ENTRIES SUPPLIED:
** BEGIN **
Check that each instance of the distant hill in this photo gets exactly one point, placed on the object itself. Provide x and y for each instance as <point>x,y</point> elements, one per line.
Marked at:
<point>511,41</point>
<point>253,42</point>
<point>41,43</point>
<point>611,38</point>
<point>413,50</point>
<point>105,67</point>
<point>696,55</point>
** END **
OBJECTIVE: Format the lines above as a Markdown table with two columns, "Row" for the row number and "Text" for the line. Leave out any blank lines.

REPLY TO THE EXERCISE:
| Row | Text |
|---|---|
| 1 | Check that each instance of the distant hill in this photo gets exactly one point, placed on the object itself. Provide x and y for each instance as <point>x,y</point> elements, one per line. |
| 2 | Marked at: |
| 3 | <point>511,41</point> |
| 4 | <point>253,42</point> |
| 5 | <point>41,43</point> |
| 6 | <point>611,38</point> |
| 7 | <point>413,50</point> |
| 8 | <point>105,67</point> |
| 9 | <point>696,55</point> |